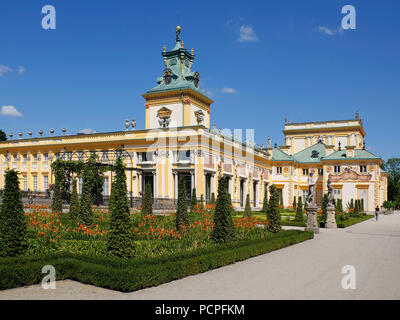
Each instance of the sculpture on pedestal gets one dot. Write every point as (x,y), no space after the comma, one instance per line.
(330,209)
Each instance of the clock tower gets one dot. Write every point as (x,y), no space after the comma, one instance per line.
(177,100)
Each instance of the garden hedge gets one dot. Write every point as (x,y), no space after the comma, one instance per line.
(133,274)
(352,220)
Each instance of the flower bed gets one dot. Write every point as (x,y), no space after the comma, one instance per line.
(138,273)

Problem to solve >>
Copy out every line of the records above, from the line containing "Each instance of the flower" down through the end, unchanged.

Result >>
Each instance of the flower bed gets one dot. Write every point as (x,y), no space after the comma, one instance per line.
(138,273)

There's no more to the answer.